Recent developments at SkyCity Entertainment Group are a dreadful indictment of the New Zealand business, investment and media sectors.
The company has been put up for auction after woeful board governance, poor management, inadequate scrutiny by investors and soft media coverage.
The casino operator is expected to follow a long line of New Zealand companies that fail to perform, the directors throw in the towel and sell out to foreign interests at well below long-term intrinsic value.
This is a sad reflection on our governance and management expertise as SkyCity has a monopoly position in its main market, a favourable tax regime and should be delivering above average capital and dividend growth for investors.
It will undoubtedly earn fantastic returns for any buyer with even a modicum of management expertise. It will also contribute to the country’s escalating international investment deficit.
SkyCity’s mediocre performance can be attributed to a number of factors including:
* It made a number of poor acquisitions, particularly Adelaide Casino and the Force cinema chain in New Zealand, while allowing its flagship Auckland Casino to become tired and dated.
* The wife of former managing director Evan Davies was appointed to a senior executive position. Davies seemed to lose focus when their marriage broke up.
* The board failed to develop a strong management team under Davies. This is reflected by the appointment of Elmar Toime, a non-executive director, as acting chief executive when Davies left.
* There are only five directors and one of these is the acting chief executive. None of the directors seem to have any in-depth casino expertise and the board is too small for a company with operations in New Zealand and Australia.
* None of the current non-executive directors live in Auckland, the home of the group’s flagship operation, although Toime has moved from London to take up his acting chief executive position.
The company’s share price peaked at $5.80 on May 10, 2006, but then drifted downwards as it became more and more evident that its financial performance was deteriorating.
Net earnings for the six months to December 31, 2006, were 23.2 per cent lower than the corresponding period in the previous year and the interim dividend was cut from 12c to 9c.

▸ Given material

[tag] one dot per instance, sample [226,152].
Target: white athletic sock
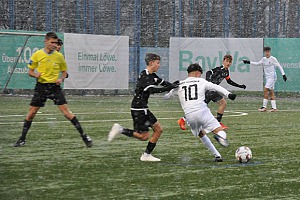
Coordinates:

▸ Problem description
In the article about SkyCity, to what amount was the interim dividend cut for the six months to December 31, 2006?

▸ Response for this exercise
It was cut from 12c to 9c.